• [PASSAGE TO READ]
====
LL(1) is an example of a top-down parser, and a common strategy for these types of parsers (which we’ll be using) is recursive descent
- there are other strategies, but recursive descent is the most popular
we’ll go over a naive recursive descent strategy first, then show how an LL(1) grammar can make it much more efficient
to illustrate the ideas we’ll use the following simple grammar

S ::= aSa | bSb | c

naive recursive descent

from 138 we know that we can transform any CFG into a PDA
- there are several possible transformations, but we’ll use the one that yields a top-down strategy

q0 -[ϵ, ϵ⟶S$]→ q1 -[ϵ, $⟶ϵ]→ q2 (accepting)
                ⇵
             [ϵ, S⟶aSa]
             [ϵ, S⟶bSb]
             [ϵ, S⟶c]
             [a, a⟶ϵ]
             [b, b⟶ϵ]
             [c, c⟶ϵ]

this is not a DPDA because there are 3 possible transitions if S is on top of the stack
- for now we’ll assume we have some oracle that lets us always pick the right transition to use
let’s see what happens with input abcba; pay particular attention to the stack

ϵ ⟶ S$ ⟶ aSa$ ⟶ ̸aSa$ ⟶ ̸abSba$ ⟶ ̸a̸bSba$ ⟶ ̸a̸bcba$ ⟶ ̸a̸b̸cba$ ⟶ ̸a̸b̸c̸ba$ 
  ⟶ ̸a̸b̸c̸b̸a$ ⟶ ̸a̸b̸c̸b̸a̸$

the stack is going through a top-down derivation for the input
- when the top of the stack is S we expand it by pushing a production
- when the top of the stack is a terminal we match it against the input
- starting from S we work our way to the entire input string, and because of how the stack works we’re getting a leftmost derivation
this approach gives us what we want, but relies on having an oracle; what if we don’t have one?
====
• [RECORDED INFORMATION]
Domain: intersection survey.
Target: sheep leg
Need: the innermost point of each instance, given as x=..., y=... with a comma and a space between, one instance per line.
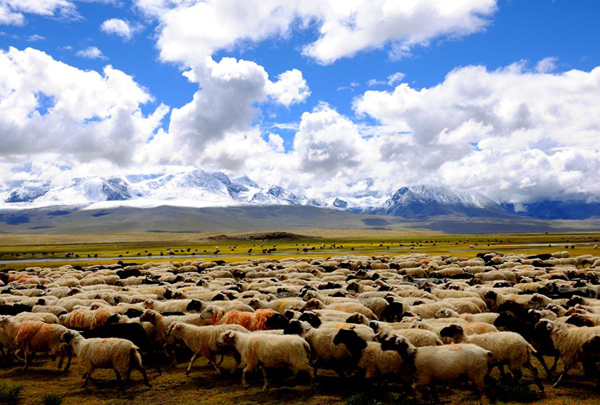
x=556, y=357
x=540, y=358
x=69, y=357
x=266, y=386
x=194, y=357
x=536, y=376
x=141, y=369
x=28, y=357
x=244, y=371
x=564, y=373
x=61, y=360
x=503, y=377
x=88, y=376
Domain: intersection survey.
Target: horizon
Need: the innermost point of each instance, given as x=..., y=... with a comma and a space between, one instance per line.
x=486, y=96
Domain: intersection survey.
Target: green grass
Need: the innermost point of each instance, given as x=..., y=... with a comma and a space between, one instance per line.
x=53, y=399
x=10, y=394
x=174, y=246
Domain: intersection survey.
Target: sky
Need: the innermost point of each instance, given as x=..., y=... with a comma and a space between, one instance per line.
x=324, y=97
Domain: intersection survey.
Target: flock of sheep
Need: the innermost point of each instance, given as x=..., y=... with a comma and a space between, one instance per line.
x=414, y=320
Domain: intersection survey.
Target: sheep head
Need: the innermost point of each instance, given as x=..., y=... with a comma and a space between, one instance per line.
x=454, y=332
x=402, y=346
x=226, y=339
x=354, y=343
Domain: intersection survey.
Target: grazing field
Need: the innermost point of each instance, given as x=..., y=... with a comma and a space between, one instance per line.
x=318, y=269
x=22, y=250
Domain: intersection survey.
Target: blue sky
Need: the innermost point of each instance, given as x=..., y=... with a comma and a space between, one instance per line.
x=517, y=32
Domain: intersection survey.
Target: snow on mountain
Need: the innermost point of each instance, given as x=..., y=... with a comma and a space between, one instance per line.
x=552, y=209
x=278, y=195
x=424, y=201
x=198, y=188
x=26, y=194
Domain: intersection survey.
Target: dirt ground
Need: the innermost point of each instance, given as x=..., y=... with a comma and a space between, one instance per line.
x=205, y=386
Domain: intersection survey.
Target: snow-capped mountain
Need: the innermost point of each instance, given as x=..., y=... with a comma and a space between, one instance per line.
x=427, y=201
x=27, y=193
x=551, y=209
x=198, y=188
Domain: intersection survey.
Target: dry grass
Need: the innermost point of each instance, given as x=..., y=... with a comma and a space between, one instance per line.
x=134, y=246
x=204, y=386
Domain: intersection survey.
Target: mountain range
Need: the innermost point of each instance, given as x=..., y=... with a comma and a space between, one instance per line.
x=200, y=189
====
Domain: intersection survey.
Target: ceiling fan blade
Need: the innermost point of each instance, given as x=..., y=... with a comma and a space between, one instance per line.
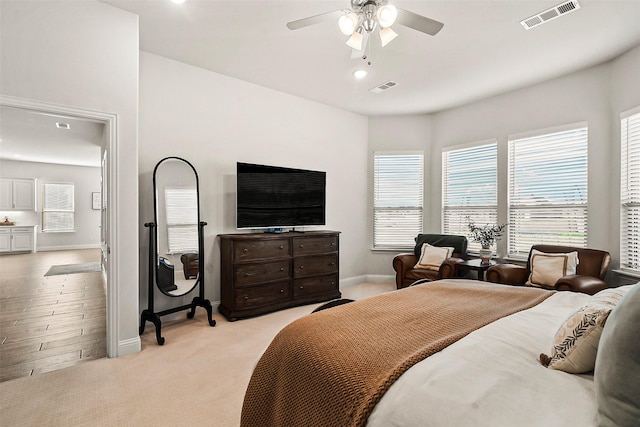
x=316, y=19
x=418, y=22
====
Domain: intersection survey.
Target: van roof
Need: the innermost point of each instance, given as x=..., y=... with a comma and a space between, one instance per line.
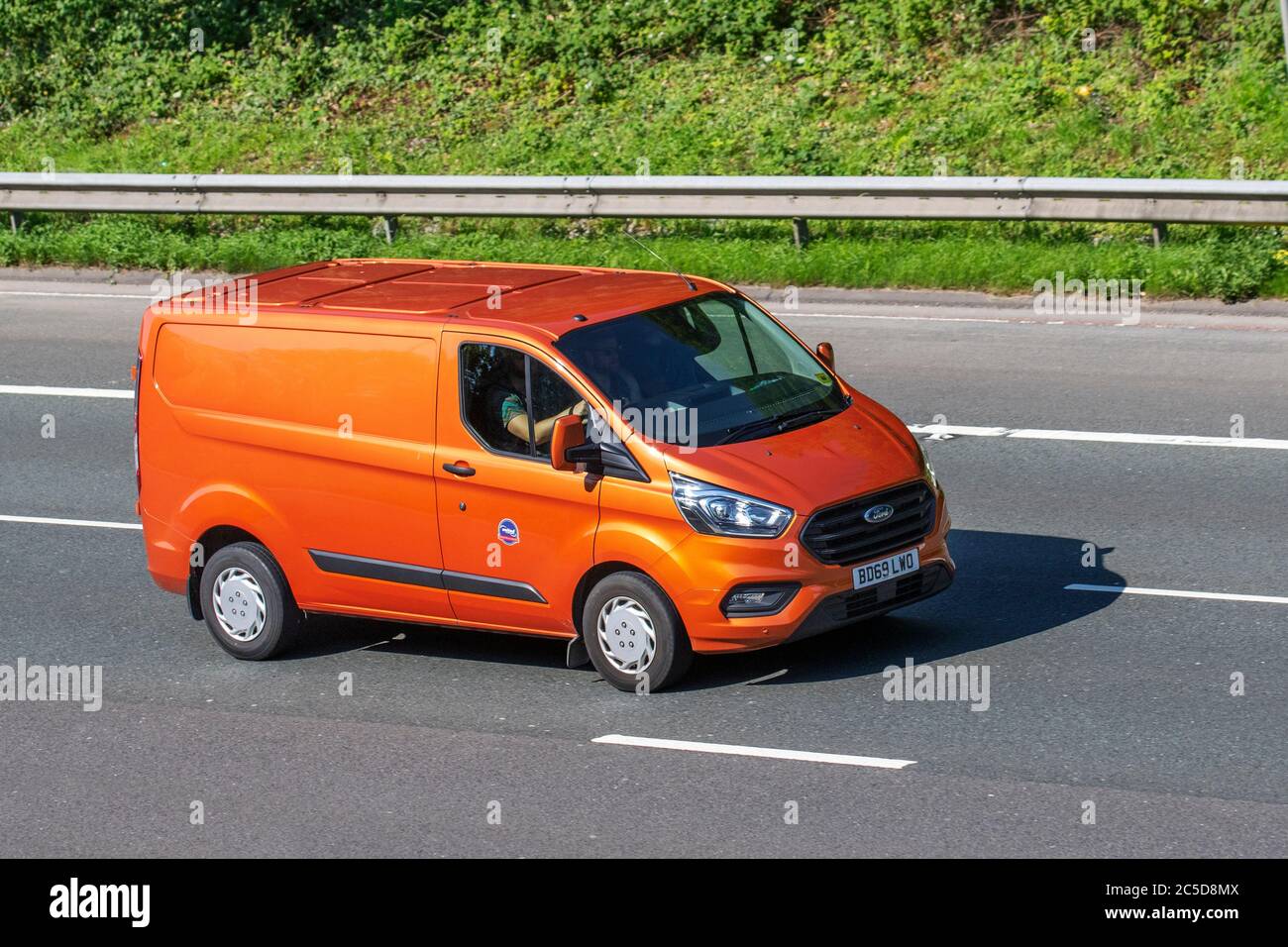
====
• [DO THIS] Continue the notes on recursive descent parsing, picking up right after "what if we don’t have one?"

• [ANSWER TO THIS EXERCISE]
- then we need to guess, and if we guess wrong then we need to backtrack, i.e., if the PDA rejects we need to rollback to the last place we guessed and guess something different
- this can be exponential if we always guess wrong at first; we’ll see soon how an LL(1) grammar can prevent this problem from happening
how would we implement this idea in code?
- the PDA stack is what’s keeping track of the derivation
- we don’t need to actually translate the grammar to a PDA, we can use the computer’s implicit function stack [remind them how a function stack works]
- in other words, we use recursion
here’s how it works for our example in pseudocode [see OneNote]

S ::= aSa | bSb | c

fn S() {
  saved_input = curr_input;

  try { // aSa
    curr_input.consume('a');
    S();
    curr_input.consume('a');
  }
  else try { // bSb
    curr_input = saved_input;
    curr_input.consume('b');
    S();
    curr_input.consume('b');
  }
  else try { // c
    curr_input = saved_input;
    curr_input.consume('c')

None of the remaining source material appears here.